TASK DIRECTIONS: Starting with the line that contains "Query: man with short dark hair", reproduce each line through the end of the listing below, with no other output.
--- START OF RECORDS TO USE ---
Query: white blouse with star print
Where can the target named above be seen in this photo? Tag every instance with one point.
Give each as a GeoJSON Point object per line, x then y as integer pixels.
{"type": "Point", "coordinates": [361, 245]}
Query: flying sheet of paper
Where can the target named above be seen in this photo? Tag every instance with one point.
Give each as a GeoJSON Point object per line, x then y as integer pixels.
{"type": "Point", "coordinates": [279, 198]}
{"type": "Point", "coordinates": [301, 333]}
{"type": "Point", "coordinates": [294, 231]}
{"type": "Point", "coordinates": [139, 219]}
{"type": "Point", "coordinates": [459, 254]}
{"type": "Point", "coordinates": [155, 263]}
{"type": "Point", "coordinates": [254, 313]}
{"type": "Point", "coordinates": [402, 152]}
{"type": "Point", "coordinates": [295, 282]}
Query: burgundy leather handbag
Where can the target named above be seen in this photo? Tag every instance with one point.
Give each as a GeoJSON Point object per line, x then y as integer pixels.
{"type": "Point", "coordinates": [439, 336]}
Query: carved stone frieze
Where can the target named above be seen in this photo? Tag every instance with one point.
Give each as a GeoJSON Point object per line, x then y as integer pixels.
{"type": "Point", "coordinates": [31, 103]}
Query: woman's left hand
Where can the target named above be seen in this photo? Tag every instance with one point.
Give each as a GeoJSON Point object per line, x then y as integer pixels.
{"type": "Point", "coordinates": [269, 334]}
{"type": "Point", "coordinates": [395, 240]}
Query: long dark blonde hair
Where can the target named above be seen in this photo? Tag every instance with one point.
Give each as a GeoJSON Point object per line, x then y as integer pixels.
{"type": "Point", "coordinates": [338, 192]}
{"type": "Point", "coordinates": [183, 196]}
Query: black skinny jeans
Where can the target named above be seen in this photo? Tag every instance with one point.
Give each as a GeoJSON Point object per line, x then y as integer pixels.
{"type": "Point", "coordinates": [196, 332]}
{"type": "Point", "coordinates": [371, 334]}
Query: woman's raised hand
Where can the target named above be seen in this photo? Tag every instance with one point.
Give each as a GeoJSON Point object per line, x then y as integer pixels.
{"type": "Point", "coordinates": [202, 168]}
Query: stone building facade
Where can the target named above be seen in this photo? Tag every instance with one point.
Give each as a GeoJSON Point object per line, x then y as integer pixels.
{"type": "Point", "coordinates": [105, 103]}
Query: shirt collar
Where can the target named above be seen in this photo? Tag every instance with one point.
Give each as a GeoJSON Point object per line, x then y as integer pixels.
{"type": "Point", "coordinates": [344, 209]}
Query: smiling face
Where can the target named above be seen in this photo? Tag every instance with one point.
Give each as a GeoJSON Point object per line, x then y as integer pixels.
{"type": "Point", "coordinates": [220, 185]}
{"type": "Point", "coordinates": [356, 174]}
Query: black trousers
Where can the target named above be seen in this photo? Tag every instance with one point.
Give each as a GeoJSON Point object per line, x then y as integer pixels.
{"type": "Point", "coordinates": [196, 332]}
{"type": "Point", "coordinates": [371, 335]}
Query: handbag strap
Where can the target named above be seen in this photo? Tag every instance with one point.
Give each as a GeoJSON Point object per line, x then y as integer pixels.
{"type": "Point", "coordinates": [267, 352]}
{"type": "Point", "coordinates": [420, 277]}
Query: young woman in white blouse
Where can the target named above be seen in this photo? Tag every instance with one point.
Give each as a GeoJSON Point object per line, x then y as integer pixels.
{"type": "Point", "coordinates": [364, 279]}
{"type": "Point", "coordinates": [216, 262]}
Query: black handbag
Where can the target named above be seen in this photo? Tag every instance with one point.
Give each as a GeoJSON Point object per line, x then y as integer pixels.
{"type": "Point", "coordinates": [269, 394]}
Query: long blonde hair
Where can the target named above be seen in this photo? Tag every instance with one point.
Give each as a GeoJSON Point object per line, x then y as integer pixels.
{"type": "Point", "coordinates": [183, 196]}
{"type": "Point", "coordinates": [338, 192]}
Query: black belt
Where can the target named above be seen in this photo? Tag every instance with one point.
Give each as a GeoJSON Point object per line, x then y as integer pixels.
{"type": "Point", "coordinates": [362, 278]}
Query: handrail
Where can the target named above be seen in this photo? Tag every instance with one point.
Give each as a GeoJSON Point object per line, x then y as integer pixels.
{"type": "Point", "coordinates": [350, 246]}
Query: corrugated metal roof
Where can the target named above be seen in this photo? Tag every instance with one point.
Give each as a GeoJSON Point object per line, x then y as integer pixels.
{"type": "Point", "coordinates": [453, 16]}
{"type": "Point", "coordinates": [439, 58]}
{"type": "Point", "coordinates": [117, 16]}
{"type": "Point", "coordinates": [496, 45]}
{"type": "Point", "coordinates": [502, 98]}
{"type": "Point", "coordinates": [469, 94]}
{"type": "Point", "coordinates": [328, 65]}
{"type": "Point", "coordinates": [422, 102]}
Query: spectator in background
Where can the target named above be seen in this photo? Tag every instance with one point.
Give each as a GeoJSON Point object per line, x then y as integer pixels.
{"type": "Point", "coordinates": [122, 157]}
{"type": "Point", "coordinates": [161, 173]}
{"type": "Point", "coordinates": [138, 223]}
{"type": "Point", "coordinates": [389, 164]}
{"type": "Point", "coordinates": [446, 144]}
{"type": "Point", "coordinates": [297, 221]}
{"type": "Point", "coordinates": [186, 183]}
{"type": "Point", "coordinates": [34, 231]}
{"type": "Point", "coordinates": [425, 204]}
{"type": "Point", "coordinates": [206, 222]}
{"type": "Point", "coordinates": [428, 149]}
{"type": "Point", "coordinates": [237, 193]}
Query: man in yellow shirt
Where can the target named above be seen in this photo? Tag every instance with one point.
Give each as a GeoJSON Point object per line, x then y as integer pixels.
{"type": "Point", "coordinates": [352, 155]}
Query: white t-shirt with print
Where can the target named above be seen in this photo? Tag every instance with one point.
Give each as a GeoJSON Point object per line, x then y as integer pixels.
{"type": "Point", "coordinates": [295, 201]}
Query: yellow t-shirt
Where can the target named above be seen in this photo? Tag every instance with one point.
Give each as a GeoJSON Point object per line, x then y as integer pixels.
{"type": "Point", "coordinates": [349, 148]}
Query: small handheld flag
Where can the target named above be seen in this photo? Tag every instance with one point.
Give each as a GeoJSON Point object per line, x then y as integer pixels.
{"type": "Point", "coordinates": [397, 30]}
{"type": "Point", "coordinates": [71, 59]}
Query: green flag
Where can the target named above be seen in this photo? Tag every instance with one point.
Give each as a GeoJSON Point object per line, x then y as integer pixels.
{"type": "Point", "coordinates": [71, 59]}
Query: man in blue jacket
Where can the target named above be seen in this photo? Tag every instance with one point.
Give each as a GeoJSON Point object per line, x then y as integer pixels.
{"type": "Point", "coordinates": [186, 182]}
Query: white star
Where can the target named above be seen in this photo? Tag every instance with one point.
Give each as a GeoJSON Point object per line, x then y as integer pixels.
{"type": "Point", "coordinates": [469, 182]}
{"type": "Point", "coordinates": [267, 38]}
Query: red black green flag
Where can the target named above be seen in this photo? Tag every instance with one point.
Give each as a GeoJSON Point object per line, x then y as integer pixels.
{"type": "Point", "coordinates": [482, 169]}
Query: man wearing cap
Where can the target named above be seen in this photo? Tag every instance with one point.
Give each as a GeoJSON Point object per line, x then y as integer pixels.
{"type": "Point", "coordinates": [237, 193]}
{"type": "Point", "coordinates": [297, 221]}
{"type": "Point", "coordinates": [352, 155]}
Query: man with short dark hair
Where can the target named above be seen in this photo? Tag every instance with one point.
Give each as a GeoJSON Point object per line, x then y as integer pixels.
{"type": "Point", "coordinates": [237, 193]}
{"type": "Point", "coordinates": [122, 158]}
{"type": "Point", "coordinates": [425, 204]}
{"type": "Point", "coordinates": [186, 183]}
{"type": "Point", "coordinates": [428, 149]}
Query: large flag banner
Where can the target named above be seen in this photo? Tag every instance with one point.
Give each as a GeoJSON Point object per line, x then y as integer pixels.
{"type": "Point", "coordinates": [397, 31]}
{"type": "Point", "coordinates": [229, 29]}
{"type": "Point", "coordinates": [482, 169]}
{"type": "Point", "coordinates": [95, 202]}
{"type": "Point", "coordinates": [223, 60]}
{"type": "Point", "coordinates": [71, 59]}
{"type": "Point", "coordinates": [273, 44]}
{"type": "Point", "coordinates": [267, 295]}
--- END OF RECORDS TO USE ---
SOLUTION TO THE PROBLEM:
Query: man with short dark hair
Where can the target named above be seen in this photo? Tag every instance with one point.
Give each as a GeoJSON Point object per line, x then y as integer pixels.
{"type": "Point", "coordinates": [237, 193]}
{"type": "Point", "coordinates": [122, 158]}
{"type": "Point", "coordinates": [425, 204]}
{"type": "Point", "coordinates": [186, 183]}
{"type": "Point", "coordinates": [428, 149]}
Query: large flag banner
Where can the target named above be seen in this photo? Tag every instance with one point.
Give each as a GeoJSON Point object per line, x then y as integer pixels.
{"type": "Point", "coordinates": [397, 31]}
{"type": "Point", "coordinates": [229, 29]}
{"type": "Point", "coordinates": [482, 169]}
{"type": "Point", "coordinates": [95, 202]}
{"type": "Point", "coordinates": [223, 60]}
{"type": "Point", "coordinates": [71, 59]}
{"type": "Point", "coordinates": [273, 44]}
{"type": "Point", "coordinates": [267, 295]}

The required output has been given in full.